## [DATA IN THIS EXERCISE]
===============

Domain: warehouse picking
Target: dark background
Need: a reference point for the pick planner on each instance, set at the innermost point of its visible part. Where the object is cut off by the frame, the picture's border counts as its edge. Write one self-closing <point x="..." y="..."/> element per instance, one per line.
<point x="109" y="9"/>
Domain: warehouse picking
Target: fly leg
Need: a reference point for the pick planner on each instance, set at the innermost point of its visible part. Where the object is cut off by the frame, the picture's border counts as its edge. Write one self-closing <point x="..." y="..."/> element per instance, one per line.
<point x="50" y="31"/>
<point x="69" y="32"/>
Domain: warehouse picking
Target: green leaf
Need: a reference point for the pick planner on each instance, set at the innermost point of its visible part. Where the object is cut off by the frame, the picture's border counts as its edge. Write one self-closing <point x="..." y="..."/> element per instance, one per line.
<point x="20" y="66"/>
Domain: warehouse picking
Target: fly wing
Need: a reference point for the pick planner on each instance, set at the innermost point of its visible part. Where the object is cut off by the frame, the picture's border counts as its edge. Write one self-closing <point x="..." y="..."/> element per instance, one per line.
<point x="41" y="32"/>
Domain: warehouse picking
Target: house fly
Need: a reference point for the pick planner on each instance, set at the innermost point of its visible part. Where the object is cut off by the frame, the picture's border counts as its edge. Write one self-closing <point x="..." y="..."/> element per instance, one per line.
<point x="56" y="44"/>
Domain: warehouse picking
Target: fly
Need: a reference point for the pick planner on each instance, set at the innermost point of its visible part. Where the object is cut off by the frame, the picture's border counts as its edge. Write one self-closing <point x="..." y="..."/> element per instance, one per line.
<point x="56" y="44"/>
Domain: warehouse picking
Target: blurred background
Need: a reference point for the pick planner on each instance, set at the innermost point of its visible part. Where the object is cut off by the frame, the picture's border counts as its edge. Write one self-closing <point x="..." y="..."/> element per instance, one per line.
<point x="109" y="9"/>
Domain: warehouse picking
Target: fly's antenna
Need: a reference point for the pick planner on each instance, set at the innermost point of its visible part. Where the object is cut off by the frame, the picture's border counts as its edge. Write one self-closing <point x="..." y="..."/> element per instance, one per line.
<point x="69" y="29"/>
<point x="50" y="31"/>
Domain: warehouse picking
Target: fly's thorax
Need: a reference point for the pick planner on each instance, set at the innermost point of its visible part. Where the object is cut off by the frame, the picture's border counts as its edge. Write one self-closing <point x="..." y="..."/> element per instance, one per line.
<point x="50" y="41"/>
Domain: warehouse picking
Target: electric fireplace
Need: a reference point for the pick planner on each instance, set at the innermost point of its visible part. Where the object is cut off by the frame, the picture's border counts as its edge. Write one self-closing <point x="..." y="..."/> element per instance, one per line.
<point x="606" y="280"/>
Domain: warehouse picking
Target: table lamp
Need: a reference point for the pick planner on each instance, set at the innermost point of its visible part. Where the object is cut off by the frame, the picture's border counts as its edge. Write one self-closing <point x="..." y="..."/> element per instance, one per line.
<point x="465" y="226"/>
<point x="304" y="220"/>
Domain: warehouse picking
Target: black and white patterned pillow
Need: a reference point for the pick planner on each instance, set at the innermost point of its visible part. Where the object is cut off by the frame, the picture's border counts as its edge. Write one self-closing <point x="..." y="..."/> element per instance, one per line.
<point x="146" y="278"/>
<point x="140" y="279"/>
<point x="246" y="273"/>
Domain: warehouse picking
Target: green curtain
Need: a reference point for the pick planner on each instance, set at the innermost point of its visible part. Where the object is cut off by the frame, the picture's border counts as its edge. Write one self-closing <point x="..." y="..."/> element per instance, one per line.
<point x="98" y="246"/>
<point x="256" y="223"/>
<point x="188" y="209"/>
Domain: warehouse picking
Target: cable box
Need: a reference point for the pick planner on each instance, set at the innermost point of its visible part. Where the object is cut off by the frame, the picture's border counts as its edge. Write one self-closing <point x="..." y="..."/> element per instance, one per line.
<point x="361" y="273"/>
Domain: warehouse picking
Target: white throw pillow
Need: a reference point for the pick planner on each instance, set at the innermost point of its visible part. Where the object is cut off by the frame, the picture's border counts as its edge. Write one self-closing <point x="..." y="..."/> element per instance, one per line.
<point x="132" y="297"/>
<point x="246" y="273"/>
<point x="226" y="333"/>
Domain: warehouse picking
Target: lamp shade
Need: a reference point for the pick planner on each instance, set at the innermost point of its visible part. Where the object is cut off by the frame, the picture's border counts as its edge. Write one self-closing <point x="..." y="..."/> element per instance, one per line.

===============

## [SET PROBLEM]
Please turn all the records above into a numbered list with one line per item, leaving out any blank lines.

## [RESULT OF THE TASK]
1. Domain: warehouse picking
2. Target: dark background
3. Need: a reference point for the pick planner on each instance, set at the innermost point of its visible part. Where the object is cut off by the frame, the picture's border counts as its edge. Write one self-closing <point x="..." y="..."/> element per instance, one per line.
4. <point x="109" y="9"/>
5. Domain: warehouse picking
6. Target: fly leg
7. Need: a reference point for the pick planner on each instance, set at the innermost point of its visible part. Where the object is cut off by the frame, the picture's border counts as its edge. Write one self-closing <point x="..." y="..."/> element per instance, one per line.
8. <point x="50" y="31"/>
9. <point x="69" y="32"/>
10. Domain: warehouse picking
11. Target: green leaf
12. Need: a reference point for the pick planner on each instance, set at the innermost point of its visible part. Where the object is cut off by the frame, the picture's border counts as its edge. Write one self-closing <point x="..." y="..."/> element per instance, one per line.
13. <point x="20" y="66"/>
14. Domain: warehouse picking
15. Target: fly wing
16. Need: a reference point for the pick planner on each instance, set at the innermost point of its visible part. Where the object is cut off by the frame, the picture's border counts as its edge. Write one self-closing <point x="..." y="..."/> element per instance, one per line.
17. <point x="41" y="32"/>
18. Domain: warehouse picking
19. Target: house fly
20. Need: a reference point for the pick planner on each instance, set at the innermost point of its visible part. Where the object is cut off by the frame, the picture's border counts as its edge. Write one self-closing <point x="..." y="..."/> element per instance, one per line.
21. <point x="56" y="44"/>
22. Domain: warehouse picking
23. Target: fly
24. Need: a reference point for the pick planner on each instance, set at the innermost point of its visible part. Where the object is cut off by the frame, the picture's border counts as its edge. Write one self-closing <point x="..." y="..."/> element per instance, one per line.
25. <point x="56" y="44"/>
26. Domain: warehouse picking
27. Target: blurred background
28. Need: a reference point for the pick planner on each instance, set at the innermost point of its visible part. Where the object is cut off by the frame, the picture's border counts as its edge. Write one self-closing <point x="..." y="..."/> element per instance, one per line.
29. <point x="109" y="9"/>
30. Domain: warehouse picking
31. Target: fly's antenna
32. Need: a reference point for the pick planner on each instance, set at the innermost point of its visible part. Where the object is cut off by the frame, the picture's border counts as its edge. Write one self-closing <point x="..." y="..."/> element per instance, one per line.
33. <point x="69" y="29"/>
34. <point x="50" y="31"/>
35. Domain: warehouse picking
36. Target: fly's thorax
37. Need: a reference point for the pick planner on each instance, set at the innermost point of its visible part. Where the object is cut off by the frame, the picture's border counts as its edge. Write one self-closing <point x="..." y="..."/> element per instance, one per line.
38. <point x="50" y="41"/>
39. Domain: warehouse picking
40. Target: electric fireplace
41. Need: a reference point for the pick planner on each instance, set at the innermost point of its visible part. Where the object is cut off by the frame, the picture's border counts as its edge. Write one self-closing <point x="..." y="..."/> element per instance, one per line.
42. <point x="606" y="280"/>
43. Domain: warehouse picking
44. Target: table lamp
45. Need: a reference point for the pick planner on each instance, set at the innermost point of its visible part. Where the object is cut off by the frame, the picture's border counts as its edge. Write one self-closing <point x="..." y="..."/> element per instance, one per line.
46. <point x="465" y="226"/>
47. <point x="304" y="220"/>
48. Domain: warehouse picking
49. Target: black and white patterned pillow
50. Need: a reference point for the pick planner on each instance, set at the innermost point of its visible part. Where the object is cut off by the frame, the picture's border counts as its edge. Write one self-closing <point x="..." y="..."/> element per instance, one per line.
51. <point x="146" y="278"/>
52. <point x="140" y="279"/>
53. <point x="246" y="273"/>
54. Domain: warehouse picking
55. Target: green curtain
56. Need: a reference point for the pick planner on each instance, set at the innermost point of its visible part. Where the object is cut off by the frame, the picture's border counts as its edge. Write one self-closing <point x="..." y="..."/> element per instance, one per line.
57. <point x="98" y="246"/>
58. <point x="256" y="223"/>
59. <point x="188" y="209"/>
60. Domain: warehouse picking
61. Target: cable box
62. Need: a reference point for the pick planner on each instance, set at the innermost point of its visible part. Where the object is cut off by the frame, the picture's border counts as its edge. Write one self-closing <point x="..." y="..."/> element per instance, one per line.
63. <point x="361" y="273"/>
64. Domain: warehouse picking
65. Target: white throw pillow
66. Need: a reference point for the pick planner on each instance, set at the innermost point of its visible part. Where the object is cut off by the frame, the picture's border counts as its edge. Write one self-closing <point x="..." y="..."/> element per instance, one per line.
67. <point x="132" y="297"/>
68. <point x="246" y="273"/>
69. <point x="226" y="333"/>
70. Domain: warehouse picking
71. Target: lamp shade
72. Need: a reference point for the pick planner on each instance, set at the innermost point of its visible part. Where the object is cut off by the frame, the picture's border counts as its edge. Write one self-closing <point x="..." y="..."/> element per instance, one per line.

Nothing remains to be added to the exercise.